Verilen görev a
Saklanan verilerdeki satırlardan "Trace the outline of every instance of the lake." geçen satırdan "[[[142,54],[190,28],[246,51],[491,55],[491,0],[0,0],[0,57]]]" geçen satıra kadar olanların hepsini, iki uçtaki satırlar da dahil, birebir yazdır. Resimleri cevaba koyma.

Gösterilen metin
##############################
Johannesburg Ne yenir ?
Yeme içme konusu ise G.Afrika’da son derece keyifli. Bol miktarda et ve balık restoranları var. Mutfak konusunda kesinlikle yabancılık çekmezsiniz.
Tavsiye edebileceğim Johannesburg restoranları ;
Ocean Basket Sandton : Şahane deniz mahsüllerini uygun fiyata tadabileceğiniz oldukça güzel bir mekan.
Hard Rock Cafe Johannesburg : Konseptini zaten tahmin edebiliyorsunuz. Güzel bir hamburger, kızarmış patates, soğuk bir bira ve tabi ki arka fonda çalan Jimmy Morrison.
Trumps Grillhouse and Buchery : Etler şahane, servis de çok başarılı. Lokasyon olarak da Sandton’da.
Johannesburg Gece Hayatı Nasıl?
##############################
Saklanan veriler
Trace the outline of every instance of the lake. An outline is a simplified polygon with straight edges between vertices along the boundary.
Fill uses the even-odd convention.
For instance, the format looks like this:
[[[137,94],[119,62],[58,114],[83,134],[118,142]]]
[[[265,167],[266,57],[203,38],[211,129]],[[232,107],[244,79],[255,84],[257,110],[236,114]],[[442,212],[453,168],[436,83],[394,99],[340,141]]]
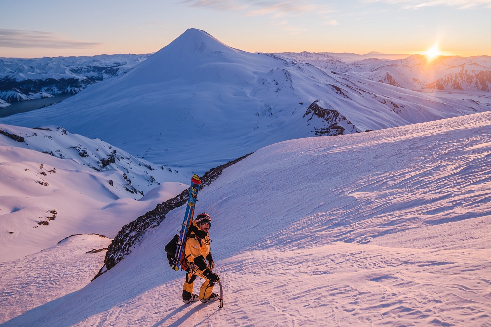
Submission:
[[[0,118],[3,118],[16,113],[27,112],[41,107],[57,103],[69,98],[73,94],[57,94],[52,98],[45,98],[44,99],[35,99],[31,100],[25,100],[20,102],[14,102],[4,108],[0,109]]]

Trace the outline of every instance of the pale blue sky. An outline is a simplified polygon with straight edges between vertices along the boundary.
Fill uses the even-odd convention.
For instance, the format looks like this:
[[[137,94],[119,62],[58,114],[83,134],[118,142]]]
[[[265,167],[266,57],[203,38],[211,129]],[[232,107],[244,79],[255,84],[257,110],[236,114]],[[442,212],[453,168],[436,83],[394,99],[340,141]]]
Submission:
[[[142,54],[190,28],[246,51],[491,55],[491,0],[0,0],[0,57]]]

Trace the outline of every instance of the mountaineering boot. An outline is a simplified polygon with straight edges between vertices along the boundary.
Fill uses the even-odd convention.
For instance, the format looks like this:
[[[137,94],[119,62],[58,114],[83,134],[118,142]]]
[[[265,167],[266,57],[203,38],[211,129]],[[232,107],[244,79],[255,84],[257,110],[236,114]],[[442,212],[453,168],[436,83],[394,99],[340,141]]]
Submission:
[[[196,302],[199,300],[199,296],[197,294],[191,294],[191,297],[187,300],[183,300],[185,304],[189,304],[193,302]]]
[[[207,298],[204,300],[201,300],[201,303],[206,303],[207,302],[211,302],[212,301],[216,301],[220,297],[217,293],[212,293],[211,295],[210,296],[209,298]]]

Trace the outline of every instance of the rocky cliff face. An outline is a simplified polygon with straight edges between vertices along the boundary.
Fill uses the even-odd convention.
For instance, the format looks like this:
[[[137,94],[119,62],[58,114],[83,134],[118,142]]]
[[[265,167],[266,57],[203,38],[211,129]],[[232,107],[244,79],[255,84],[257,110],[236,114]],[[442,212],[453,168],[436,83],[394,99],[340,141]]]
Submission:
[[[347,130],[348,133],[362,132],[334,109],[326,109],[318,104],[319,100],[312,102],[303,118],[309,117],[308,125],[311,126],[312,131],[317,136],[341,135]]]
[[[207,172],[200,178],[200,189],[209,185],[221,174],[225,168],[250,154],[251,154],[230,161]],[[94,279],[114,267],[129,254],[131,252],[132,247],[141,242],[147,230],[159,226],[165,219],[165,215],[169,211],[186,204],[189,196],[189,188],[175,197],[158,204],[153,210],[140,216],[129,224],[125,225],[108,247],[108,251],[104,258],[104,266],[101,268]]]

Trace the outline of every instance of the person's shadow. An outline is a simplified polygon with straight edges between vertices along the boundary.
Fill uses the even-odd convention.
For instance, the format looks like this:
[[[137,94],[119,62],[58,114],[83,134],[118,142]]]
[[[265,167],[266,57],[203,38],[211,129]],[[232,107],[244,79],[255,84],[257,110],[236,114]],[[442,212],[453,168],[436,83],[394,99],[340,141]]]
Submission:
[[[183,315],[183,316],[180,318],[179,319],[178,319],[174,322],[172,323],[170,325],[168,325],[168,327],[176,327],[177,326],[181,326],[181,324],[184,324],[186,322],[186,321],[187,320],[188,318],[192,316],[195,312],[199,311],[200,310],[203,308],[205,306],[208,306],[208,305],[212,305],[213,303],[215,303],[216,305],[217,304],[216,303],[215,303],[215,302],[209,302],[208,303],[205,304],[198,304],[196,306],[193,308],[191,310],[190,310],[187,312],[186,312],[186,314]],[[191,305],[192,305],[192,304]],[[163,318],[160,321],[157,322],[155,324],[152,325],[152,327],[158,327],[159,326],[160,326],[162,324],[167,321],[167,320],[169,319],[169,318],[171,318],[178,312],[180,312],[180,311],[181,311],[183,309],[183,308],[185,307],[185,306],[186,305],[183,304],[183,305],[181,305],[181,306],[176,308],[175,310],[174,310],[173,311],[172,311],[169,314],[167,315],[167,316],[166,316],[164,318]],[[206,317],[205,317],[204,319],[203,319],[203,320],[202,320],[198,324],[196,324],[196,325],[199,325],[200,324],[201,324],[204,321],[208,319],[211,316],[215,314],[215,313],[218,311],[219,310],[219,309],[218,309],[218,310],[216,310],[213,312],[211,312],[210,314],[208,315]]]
##############################
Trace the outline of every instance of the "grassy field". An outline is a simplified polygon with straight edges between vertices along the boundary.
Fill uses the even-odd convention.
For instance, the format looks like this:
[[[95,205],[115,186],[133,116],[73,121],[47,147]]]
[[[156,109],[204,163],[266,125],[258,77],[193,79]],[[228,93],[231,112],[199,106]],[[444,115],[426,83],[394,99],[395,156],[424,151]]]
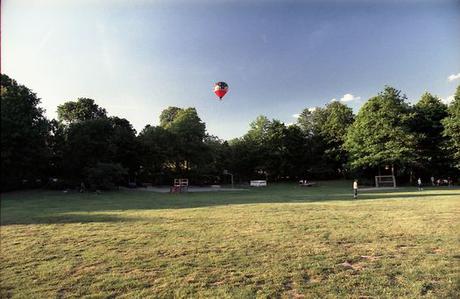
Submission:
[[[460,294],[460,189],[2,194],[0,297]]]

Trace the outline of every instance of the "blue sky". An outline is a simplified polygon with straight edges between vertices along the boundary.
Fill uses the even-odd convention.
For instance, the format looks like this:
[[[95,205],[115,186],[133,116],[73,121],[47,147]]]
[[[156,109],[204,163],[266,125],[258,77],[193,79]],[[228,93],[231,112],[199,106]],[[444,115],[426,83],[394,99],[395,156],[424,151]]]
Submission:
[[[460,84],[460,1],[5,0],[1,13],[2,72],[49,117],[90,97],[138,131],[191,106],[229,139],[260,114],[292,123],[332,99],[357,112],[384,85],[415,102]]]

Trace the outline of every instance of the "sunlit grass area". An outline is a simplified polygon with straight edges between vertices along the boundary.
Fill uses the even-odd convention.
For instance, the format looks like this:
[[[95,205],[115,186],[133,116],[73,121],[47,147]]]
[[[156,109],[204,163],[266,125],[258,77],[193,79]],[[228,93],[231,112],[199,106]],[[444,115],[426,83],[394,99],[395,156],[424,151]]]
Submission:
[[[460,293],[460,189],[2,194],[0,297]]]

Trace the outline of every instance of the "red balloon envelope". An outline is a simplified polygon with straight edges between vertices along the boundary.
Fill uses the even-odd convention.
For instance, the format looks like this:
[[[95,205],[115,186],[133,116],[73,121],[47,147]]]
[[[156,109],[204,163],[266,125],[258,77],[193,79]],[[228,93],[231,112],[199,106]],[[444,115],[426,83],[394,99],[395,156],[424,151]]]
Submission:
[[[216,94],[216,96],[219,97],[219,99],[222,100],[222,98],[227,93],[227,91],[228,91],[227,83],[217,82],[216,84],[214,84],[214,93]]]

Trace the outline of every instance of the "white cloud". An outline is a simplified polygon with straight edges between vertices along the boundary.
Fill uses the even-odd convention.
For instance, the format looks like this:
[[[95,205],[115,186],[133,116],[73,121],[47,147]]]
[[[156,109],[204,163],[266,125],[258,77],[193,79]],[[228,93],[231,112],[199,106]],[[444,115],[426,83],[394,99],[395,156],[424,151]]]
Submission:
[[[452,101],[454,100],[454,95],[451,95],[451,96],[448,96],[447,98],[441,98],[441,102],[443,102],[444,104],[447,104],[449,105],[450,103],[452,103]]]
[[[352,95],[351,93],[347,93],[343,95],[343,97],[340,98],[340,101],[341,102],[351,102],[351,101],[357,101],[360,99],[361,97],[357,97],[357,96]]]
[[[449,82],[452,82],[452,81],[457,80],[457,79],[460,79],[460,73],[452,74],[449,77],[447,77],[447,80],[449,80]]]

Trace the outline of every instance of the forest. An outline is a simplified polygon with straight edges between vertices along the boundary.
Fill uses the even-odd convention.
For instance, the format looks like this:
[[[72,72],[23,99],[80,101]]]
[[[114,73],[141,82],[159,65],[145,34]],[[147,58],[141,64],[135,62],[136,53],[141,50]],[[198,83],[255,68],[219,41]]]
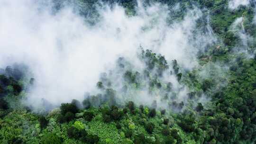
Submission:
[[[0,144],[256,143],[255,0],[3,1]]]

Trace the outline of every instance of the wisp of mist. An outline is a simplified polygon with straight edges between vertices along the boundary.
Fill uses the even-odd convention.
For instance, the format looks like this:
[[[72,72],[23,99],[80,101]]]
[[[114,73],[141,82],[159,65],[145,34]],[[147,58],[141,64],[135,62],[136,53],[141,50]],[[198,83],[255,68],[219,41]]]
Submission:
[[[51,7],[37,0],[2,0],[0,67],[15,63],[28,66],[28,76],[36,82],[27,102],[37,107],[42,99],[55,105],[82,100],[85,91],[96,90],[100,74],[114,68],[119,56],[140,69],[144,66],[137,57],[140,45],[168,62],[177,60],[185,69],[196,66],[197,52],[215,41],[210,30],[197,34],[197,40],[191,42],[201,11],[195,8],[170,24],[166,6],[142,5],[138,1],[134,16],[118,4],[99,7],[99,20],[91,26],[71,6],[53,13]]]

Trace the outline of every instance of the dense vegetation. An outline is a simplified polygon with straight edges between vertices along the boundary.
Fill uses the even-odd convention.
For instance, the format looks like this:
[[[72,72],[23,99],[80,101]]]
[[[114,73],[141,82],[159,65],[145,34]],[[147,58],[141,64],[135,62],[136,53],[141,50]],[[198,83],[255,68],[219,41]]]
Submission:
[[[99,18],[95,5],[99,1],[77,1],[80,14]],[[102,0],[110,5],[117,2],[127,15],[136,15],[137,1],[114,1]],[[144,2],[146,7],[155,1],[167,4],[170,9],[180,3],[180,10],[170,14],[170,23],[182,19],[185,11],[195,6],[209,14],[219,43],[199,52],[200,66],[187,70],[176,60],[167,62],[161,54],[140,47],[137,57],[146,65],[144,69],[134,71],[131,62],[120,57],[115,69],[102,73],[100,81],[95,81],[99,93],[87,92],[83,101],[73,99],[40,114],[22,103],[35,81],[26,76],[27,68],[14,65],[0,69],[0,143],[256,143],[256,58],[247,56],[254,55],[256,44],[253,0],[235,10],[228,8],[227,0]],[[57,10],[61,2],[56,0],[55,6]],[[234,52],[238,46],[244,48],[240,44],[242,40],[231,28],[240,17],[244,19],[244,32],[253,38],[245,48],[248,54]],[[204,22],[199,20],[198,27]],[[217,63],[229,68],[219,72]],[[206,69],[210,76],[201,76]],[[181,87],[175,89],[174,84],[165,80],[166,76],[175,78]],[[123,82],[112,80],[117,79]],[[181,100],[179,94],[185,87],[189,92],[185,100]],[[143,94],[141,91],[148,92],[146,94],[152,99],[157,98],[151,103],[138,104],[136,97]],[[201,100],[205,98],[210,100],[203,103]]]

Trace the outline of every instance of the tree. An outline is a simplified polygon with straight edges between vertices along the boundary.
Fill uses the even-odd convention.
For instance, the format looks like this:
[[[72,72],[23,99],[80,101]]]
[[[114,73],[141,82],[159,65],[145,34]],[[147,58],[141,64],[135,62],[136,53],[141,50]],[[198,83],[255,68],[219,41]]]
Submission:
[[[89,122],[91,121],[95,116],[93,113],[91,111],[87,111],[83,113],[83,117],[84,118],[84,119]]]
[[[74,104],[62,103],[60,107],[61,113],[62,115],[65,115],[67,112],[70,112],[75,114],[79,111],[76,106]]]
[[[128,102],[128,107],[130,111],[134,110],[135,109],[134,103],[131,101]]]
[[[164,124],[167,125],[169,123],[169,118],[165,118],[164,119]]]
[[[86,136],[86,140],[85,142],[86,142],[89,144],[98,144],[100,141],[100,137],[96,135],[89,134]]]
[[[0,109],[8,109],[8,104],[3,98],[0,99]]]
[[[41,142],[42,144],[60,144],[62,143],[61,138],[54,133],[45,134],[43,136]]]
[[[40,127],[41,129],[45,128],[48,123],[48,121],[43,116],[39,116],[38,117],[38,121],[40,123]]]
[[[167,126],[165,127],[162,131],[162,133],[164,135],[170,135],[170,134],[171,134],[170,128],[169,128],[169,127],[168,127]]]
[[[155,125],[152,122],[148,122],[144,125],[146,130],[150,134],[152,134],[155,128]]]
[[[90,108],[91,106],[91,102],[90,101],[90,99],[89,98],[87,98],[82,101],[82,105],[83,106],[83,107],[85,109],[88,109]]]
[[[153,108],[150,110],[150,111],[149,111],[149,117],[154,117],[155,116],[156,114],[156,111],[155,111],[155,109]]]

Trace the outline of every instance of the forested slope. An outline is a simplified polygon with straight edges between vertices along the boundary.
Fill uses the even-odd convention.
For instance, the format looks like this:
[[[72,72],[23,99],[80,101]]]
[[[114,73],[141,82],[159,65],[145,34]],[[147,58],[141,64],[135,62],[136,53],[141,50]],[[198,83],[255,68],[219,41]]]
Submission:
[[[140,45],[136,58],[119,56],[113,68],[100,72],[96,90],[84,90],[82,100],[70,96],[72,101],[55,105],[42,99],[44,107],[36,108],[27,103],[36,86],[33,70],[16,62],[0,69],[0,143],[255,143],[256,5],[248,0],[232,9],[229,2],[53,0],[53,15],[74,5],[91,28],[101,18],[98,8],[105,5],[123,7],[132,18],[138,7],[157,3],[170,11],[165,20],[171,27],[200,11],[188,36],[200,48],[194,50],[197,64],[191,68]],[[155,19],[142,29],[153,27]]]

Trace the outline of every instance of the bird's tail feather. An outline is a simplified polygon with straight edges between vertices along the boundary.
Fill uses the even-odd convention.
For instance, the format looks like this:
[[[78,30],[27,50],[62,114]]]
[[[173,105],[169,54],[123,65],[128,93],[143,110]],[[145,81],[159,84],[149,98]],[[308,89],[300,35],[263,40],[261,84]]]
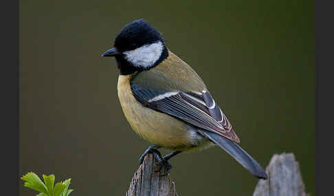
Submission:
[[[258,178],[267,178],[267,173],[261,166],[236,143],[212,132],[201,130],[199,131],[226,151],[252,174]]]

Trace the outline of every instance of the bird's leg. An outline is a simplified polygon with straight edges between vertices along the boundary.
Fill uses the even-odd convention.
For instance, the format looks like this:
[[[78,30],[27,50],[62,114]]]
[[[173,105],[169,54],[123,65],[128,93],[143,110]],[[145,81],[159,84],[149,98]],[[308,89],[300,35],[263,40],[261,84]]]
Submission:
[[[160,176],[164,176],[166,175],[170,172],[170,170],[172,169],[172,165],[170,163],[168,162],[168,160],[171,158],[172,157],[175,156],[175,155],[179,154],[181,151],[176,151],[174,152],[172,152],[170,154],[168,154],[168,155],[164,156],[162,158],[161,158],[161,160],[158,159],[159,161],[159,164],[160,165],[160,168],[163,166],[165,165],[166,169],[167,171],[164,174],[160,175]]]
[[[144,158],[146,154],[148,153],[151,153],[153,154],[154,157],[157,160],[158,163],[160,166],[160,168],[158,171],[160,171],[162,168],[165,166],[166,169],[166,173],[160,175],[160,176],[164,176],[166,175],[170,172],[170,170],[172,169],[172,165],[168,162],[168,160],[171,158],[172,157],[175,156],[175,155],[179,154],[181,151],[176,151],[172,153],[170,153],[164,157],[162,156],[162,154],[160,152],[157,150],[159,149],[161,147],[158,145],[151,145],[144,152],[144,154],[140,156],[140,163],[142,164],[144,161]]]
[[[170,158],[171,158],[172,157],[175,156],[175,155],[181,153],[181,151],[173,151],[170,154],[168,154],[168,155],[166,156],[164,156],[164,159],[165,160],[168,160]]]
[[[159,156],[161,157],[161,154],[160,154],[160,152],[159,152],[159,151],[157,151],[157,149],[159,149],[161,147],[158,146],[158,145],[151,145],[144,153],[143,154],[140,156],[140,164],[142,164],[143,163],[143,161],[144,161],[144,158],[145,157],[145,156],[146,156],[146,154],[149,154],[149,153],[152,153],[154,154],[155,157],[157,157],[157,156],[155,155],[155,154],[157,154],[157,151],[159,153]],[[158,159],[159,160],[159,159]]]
##############################
Verilen görev b
Johannesburg'da yeme içme yazısına göre Trumps Grillhouse and Buchery hangi semtte bulunuyor?

Çözüm a
Trace the outline of every instance of the lake. An outline is a simplified polygon with straight edges between vertices along the boundary.
Fill uses the even-odd convention.
For instance, the format looks like this:
[[[137,94],[119,62],[58,114],[83,134],[118,142]]]
[[[265,167],[266,57],[203,38],[211,129]],[[232,107],[244,79],[255,84],[257,110],[236,114]],[[442,212],[453,168],[436,83],[394,99],[340,141]]]
Submission:
[[[0,118],[3,118],[16,113],[27,112],[41,107],[57,103],[69,98],[73,94],[57,94],[52,98],[45,98],[44,99],[35,99],[31,100],[25,100],[20,102],[14,102],[4,108],[0,109]]]

Trace the outline of every instance of the pale blue sky. An outline is a simplified polygon with straight edges between vertices along the boundary.
Fill uses the even-odd convention.
For instance, the format looks like this:
[[[137,94],[119,62],[58,114],[83,134],[118,142]]]
[[[265,167],[266,57],[203,38],[211,129]],[[232,107],[244,79],[255,84],[257,110],[236,114]],[[442,212],[453,168],[436,83],[394,99],[340,141]]]
Submission:
[[[142,54],[190,28],[246,51],[491,55],[491,0],[0,0],[0,57]]]

Çözüm b
Sandton'da.